### EXERCISE PASSAGE:
Transit agency in San Bernardino County, California, US

Victor Valley Transit Authority (VVTA), the second largest transit operator in San Bernardino County (with over 1,020,119 passengers a year), is a transit agency providing bus service in the Victor Valley, California area.
 In , the system had a ridership of .

In June 2015, VVTA was designated as a Consolidated Transportation Services Agency (CTSA) for the High & North Desert regions of San Bernardino County. This represented an expanding role and commitment to the Authority's already established Mobility Management department and increased the VVTA service area from 425 to 950 square miles.

==History==
=== Origins of the VVTA ===
VVTA operates local fixed-route, county commuter (discontinued in 2005), and ADA complementary paratransit bus
services in the Victor Valley area. It has a maintenance facility located in Hesperia. The service
structure consists of 23 local fixed and deviated routes, 3 County routes and ADA complementary paratransit service.
VVTA was established through a Joint Powers Authority in 1991. The JPA includes the four
cities of Adelanto, Apple Valley, Hesperia and Victorville and certain unincorporated
portions of the County of San Bernardino including Oro Grande, Helendale, Lucerne Valley, Phelan, Piñon Hills, Wrightwood. Service is also provided to Barstow and Fort Irwin. The Fort Irwin service is branded as the NTC Commuter. The Board of Directors includes council members from the above cities and the San Bernardino 1st
District Supervisor. Since 1998, the Board has held a management contract with McDonald Transit Associates, Inc.
for administration of the system. In January 2005, the operations contract for all
transit service in the Victor Valley area was consolidated under a separate contract with ATC
(later Veoila, now Transdev). In 2018, National Express Transit became the system operator. Keolis Transit America (KTA), a subsidiary of Keolis North America, began operating the network Oct. 1, 2020.

=== Barstow Area Transit ===
Barstow Area Transit formerly ran the transportation service in Barstow and surrounding areas of San Bernardino County, including the communities of Hinkley, Lenwood, Grandview, Yermo, Harvard, Daggett and Newberry Springs. It was merged into VVTA in 2015.

MV Transportation, Inc. was contracted by the city to operate Barstow Area Transit. Barstow Area Transit operated Monday through Friday from 6:00 a.m. to 11:30 p.m. and on the weekends from 9:00 a.m. to 11:30 p.m; the system carried more than 144,000 passengers each year.

The system featured three routes: Central Barstow, which was called Route 1 while running as a clockwise loop and Route 2 while running counterclockwise; West Barstow/Grandview/Lenwood, which was called Route 3 while running clockwise and Route 4 while running counterclockwise; and Hwy 58 which traveled crosstown as Route 5.

### DATA:
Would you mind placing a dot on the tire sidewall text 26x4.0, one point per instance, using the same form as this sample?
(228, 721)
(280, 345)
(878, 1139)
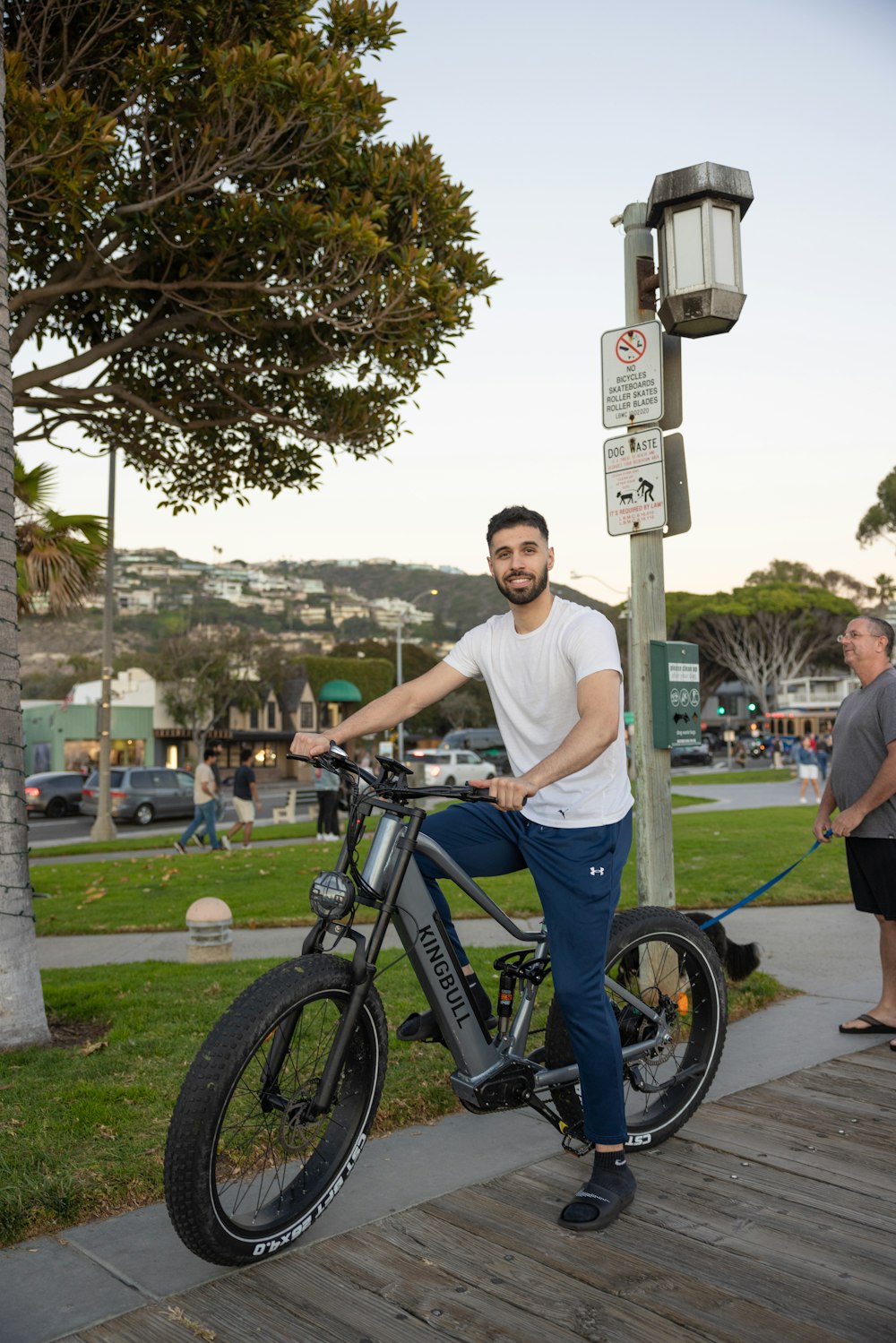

### TASKS TO COMPLETE:
a – According to the Victor Valley Transit Authority passage, in what year was VVTA established through a Joint Powers Authority?
b – Pick up the Victor Valley Transit Authority passage after its last sentence and keep writing it.
The listing comes from a separate source.

### ANSWERS TO THE EXERCISE:
a – 1991

b –
In 2015, Victor Valley Transit Authority officially voted to take over Barstow Area Transit due to the potential savings of $403,663 and an increase of service levels in Barstow due to economies of scale.

===Transition to Fuel Cell Buses ===

In May 2023, the board of directors voted to replace its Battery Electric buses in favor of Hydrogen Fuel Cell Buses due to not meeting range requirements. Current plans are for eleven fuel cell buses

== Governance ==
Victor Valley Transit Authority is administered by a Board of Directors, consisting of Seven Members (each with an alternate). The five board members from the cities are elected council persons assigned to VVTA by their respective city councils. The two board members are the San Bernardino county Supervisors (generally a staff person or the supervisor represents the county as the alternate). The Board is required under the JPA Memorandum of Understanding (MOU) to meet at least one time each quarter of each fiscal year. Board meetings are generally monthly in Hesperia, with every third meeting in Barstow. All meetings are held in compliance with the Ralph M. Brown Act. Board meetings are presided by the Board-appointed Chair. The board of directors is responsible for such acts as adopting the budget, approving route and schedule changes, public hearings as required, appointing the CEO/General Manager, appointing a technical advisory committee, establishing policy, and adopting rules and regulations for the conduct of business. The VVTA Technical Advisory (TAC) committee is the working group for the VVTA Board. It is composed of a staff member from each of the cities and County who is generally appointed by the City Manager, County Supervisor. The TAC takes direction from the Board to make recommendations on policy issues. In addition, TAC reviews monthly all suggested Board agenda items and decides on what actions to recommend to the Board for approval.

===Transit Security===

In 2023, VVTA, contracted with the San Bernardino County Sheriff's Department for transit security

== Routes ==
VVTA routes include Fixed, County, Intercity, and Commuter. County routes and some Fixed Routes can deviate as far as 3/4 mile to pick up passengers. County routes serve outlying rural areas. In August 2021, all routes at Lorene and 7th were moved to the Victor Valley Transportation Center (VVTC). On Sunday, October 2, 2022 VVTA returned to full-service.

Routes 1-9 are Barstow routes; 10-19 are Intercity routes; 20-29 are County routes; 30-39 are Routes primarily in Adelanto; 40-49 are Apple Valley, 50-59 are Victorville, 60-69 are Hesperia, and 100 series are the NTC Commuter. All routes operate 7 days a week. NTC Commuter Routes 111-118 operate Weekdays only..

Sunday, October 6, 2024, route restructuring and schedule changes. Barstow service hours expanded to be the same as Hesperia's service hours. Routes 25, 50X, and 54 discontinued. New Routes 27 and 49. Route 55 increased weekday frequency to 30 minute service. Routes 27, 28, and 29 frequency increased from 3 hours to 2 hours. Routes 40, 47, 54, and 66 Sunday frequency increased from every two hours to hourly. Route 66 Weekday and Saturday frequency increased from every two hours to hourly.

Free rides on all Fixed Routes (1-6, 31-68) and County Routes (20-29) from Sunday, October 5, 2024 to Saturday, October 12, 2024.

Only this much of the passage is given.